• WORK INSTRUCTION 1: According to the passage about film and music influences, who was probably the biggest influence on this record?
• WORK INSTRUCTION 2: Carry on the passage about film and music influences, picking up right after its final sentence.

----- READING PASSAGE -----

Before he was persona non grata, I was a huge fan of Woody Allen’s movies. I don’t know what to think about him anymore, but I still love Annie Hall and Manhattan and Stardust Memories and those great movies which are beautiful and funny and sad and just full of everything in life. A lot of those romantic comedies from that era and in the ’80s pulled off that kind of feeling. In Steel Magnolias there’s that great line, “Laughter through tears is my favorite emotion.”

On this record, probably the biggest influence was Paul Simon, specifically the first four solo records—the self-titled one, There Goes Rhymin’ Simon, Still Crazy After All These Years, and Hearts And Bones. I was listening to those a lot before I started writing these songs. One thing that I especially like about those records is that he’s able to go from sound to sound without feeling like it’s a mixtape or something. He uses different musicians on each track, and different styles, reggae on one song and a Dixieland jazz band on the next, but it all feels cohesive. That was one of the inspirations behind doing the record this way, with a lot of collaborators, but hopefully still sounding cohesive.

----- DATASET EXCERPTS -----

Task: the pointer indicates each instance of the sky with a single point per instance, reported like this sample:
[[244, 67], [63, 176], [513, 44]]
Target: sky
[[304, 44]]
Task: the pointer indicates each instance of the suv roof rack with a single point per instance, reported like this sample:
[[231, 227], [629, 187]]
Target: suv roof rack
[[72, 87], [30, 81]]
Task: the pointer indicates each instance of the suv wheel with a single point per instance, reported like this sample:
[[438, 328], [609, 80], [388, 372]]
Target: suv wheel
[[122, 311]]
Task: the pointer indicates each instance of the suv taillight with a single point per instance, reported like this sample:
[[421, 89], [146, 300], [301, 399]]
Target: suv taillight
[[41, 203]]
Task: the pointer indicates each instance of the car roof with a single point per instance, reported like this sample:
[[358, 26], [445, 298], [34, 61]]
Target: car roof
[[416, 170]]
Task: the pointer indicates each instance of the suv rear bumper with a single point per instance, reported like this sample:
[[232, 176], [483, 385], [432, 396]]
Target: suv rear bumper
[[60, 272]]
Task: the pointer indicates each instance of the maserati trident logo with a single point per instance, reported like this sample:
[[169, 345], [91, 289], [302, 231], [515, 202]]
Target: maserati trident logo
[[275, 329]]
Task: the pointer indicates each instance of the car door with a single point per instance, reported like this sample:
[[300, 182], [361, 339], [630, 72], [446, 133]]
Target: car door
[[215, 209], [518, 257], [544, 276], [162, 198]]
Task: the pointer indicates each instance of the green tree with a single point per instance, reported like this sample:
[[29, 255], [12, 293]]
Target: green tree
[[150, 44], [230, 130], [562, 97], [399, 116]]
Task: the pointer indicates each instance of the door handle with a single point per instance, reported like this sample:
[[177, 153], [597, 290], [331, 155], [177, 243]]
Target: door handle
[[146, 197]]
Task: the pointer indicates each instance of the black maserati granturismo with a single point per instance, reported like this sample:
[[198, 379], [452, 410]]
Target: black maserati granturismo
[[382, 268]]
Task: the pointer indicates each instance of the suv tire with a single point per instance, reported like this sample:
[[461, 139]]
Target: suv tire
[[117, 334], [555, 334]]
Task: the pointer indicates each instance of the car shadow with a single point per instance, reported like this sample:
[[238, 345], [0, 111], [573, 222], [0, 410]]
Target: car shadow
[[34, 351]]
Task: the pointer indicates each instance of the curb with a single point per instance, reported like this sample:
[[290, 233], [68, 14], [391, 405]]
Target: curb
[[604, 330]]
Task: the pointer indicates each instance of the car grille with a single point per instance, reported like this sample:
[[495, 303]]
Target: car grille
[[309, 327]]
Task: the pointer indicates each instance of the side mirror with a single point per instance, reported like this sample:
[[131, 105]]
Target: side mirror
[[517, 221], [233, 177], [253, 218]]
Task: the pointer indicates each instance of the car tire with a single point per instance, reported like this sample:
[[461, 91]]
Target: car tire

-----

• OUTPUT 1: Paul Simon, specifically his first four solo records.

• OUTPUT 2:
On this record especially, a big influence on the sound was an engineer named Al Schmitt. He started working in the 1950s recording jazz stuff and then he recorded all the great Sam Cooke records, Sinatra, Jefferson Airplane, Steely Dan, Toto, Dylan. He’s done everybody and he has a certain sound that’s very natural compared to most other productions. He does it all with his microphone choice, and he uses no EQ on his records at all, because he started working before the age of EQ. There’s a beauty in the natural sound where it doesn’t feel produced, you don’t have those sounds that are only pleasing because of the electronics. My goal with this record was to make it sound just like it would in the room; very little has been done to anything; just some reverb and ambience added. I studied a lot of Al Schmitt’s work and engineered and mixed everything myself so I was able to actually use his principles, The aesthetic that he pioneered is what I used to create the sound of this record.

Overall, influence-wise, I’d have to just say everything. I’m the least discriminate listener in the world. I listen to everything. I love music, I love musicians, I love all genres, I love going to shows, all of it.

Finally, what’s next? You had started work on a different album before everything changed. Are you going to go back to those songs?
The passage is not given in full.